**Aim:** Copy out, exactly as written, only the line containing "Given the photograph above, point out the gray blazer" and the lines after it through the end of the records.

**Supplied entries:**
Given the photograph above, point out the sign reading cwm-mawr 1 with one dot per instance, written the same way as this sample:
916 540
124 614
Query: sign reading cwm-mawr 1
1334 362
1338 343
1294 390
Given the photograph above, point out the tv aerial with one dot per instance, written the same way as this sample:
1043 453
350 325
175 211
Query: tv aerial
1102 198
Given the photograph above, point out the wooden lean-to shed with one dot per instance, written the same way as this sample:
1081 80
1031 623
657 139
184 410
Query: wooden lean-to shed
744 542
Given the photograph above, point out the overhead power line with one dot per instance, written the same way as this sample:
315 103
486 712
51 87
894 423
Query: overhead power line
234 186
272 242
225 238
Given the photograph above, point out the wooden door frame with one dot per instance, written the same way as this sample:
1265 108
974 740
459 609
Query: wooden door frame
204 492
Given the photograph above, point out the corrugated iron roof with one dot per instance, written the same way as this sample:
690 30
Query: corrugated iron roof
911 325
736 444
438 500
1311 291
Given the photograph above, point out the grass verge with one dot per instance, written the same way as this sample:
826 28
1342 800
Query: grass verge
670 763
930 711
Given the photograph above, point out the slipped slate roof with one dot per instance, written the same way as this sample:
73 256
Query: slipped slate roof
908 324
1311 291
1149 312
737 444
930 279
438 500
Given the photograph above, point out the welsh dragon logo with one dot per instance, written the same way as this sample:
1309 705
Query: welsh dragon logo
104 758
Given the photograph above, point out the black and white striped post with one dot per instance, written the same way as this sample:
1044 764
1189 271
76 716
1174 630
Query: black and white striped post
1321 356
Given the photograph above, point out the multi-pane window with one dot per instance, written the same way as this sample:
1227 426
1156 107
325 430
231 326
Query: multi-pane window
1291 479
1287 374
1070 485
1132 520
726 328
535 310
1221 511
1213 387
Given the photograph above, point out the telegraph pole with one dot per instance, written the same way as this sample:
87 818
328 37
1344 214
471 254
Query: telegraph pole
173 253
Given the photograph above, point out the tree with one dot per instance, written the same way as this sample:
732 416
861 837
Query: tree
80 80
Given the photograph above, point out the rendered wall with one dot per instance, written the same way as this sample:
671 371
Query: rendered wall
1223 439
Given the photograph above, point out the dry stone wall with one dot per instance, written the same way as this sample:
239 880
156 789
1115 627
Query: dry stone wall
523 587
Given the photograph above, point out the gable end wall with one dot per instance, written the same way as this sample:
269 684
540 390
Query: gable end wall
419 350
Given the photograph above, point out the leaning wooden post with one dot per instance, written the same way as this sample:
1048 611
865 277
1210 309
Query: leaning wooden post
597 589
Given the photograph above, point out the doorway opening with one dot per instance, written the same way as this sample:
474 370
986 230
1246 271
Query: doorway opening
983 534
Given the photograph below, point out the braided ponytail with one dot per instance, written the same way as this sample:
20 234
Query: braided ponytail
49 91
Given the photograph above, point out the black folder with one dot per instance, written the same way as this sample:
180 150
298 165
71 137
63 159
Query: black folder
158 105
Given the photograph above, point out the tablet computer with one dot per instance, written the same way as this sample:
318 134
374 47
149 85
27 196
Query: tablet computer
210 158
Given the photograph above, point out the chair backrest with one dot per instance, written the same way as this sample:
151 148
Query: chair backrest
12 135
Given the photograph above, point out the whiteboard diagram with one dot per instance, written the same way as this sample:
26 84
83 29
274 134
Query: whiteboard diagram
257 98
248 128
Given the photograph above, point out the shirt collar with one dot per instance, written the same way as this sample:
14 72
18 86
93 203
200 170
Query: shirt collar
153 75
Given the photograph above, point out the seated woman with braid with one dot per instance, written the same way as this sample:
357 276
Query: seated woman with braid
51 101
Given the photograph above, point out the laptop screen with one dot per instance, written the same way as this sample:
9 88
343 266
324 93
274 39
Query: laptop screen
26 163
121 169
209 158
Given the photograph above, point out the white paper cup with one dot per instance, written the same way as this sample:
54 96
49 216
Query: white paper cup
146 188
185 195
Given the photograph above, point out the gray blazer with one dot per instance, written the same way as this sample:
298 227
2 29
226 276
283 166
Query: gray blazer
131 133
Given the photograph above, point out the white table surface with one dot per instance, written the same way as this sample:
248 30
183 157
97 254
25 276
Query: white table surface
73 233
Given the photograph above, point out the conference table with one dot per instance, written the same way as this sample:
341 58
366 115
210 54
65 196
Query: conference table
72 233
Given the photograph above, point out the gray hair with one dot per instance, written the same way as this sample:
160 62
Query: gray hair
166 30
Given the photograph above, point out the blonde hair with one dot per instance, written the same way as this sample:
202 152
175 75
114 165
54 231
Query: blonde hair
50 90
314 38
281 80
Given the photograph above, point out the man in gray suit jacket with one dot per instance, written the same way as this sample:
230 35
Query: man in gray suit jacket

**Solution for this task:**
Given the photograph above, point out the gray blazer with one dot per instance, written the same way as this sample:
298 227
2 29
226 276
283 166
Query: gray blazer
131 133
Given the photograph above, point out the white table surface with one dot per instance, written the same way as this sample:
248 30
183 157
97 254
25 276
Query: white table surface
73 233
Given the photograph above, point out the conference table with one dot per instance, written the same way as this sample:
341 58
366 115
210 54
65 196
Query: conference table
72 233
Given the photograph above, point out the gray hair with one dot per instance, written the same way as this sample:
160 62
Query: gray hair
166 30
Given the photograph above, point out the blonde hair with one dot per instance, written the same way as this sample:
202 152
175 75
114 165
54 231
Query: blonde hair
50 90
314 38
281 80
Given the photograph above, point out the man in gray suit jacket with one dot per instance, written the same way as this sample:
230 35
Query: man in gray suit jacket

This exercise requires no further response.